Excerpts from a point labeling dataset
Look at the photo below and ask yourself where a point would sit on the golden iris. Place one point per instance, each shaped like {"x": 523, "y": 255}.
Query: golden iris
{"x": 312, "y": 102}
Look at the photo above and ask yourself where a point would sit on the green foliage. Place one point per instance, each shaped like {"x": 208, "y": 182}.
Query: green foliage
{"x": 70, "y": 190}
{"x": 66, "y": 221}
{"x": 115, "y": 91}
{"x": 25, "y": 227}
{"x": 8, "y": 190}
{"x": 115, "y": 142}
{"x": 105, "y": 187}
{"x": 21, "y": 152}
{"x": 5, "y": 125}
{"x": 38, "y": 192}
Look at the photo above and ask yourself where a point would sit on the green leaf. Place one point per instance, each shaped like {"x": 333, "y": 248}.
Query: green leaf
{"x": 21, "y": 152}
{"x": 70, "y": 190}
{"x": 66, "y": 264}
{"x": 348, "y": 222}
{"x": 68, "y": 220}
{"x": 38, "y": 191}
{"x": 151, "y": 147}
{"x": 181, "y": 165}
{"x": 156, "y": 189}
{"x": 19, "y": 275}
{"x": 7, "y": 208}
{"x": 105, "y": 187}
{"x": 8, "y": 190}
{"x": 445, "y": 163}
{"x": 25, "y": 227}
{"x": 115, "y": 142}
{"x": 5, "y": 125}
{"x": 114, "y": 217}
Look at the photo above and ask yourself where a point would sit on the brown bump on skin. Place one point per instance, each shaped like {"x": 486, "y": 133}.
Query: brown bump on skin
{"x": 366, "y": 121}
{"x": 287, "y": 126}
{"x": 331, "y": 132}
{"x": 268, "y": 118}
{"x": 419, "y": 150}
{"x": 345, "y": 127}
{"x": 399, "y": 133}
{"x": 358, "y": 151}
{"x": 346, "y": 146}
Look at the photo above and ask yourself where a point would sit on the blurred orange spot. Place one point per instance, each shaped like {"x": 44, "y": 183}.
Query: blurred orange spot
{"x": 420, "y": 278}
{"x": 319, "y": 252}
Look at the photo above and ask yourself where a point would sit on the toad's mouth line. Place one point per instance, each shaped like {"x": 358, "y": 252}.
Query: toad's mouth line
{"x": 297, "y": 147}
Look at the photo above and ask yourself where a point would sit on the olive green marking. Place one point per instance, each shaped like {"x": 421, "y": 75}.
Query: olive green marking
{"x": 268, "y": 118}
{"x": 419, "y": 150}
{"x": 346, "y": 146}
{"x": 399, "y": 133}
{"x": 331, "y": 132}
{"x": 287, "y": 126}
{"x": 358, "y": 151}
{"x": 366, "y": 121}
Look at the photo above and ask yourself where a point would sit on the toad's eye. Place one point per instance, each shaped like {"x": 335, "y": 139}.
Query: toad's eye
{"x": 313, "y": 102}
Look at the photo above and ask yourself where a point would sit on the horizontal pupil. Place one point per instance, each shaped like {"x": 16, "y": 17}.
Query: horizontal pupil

» **TASK**
Repeat, unchanged, the stretch of rows from the line containing "the toad's eye." through the last row.

» **FINISHED TASK**
Look at the photo above and ask yourself where a point would sit on the toad's eye. Place one point per instance, each shaped like {"x": 335, "y": 139}.
Query: toad's eye
{"x": 313, "y": 102}
Look at the photo above and ask yourself where a point would sit on the horizontal pupil. Place one point per instance, each shaped like {"x": 16, "y": 17}.
Query: horizontal pupil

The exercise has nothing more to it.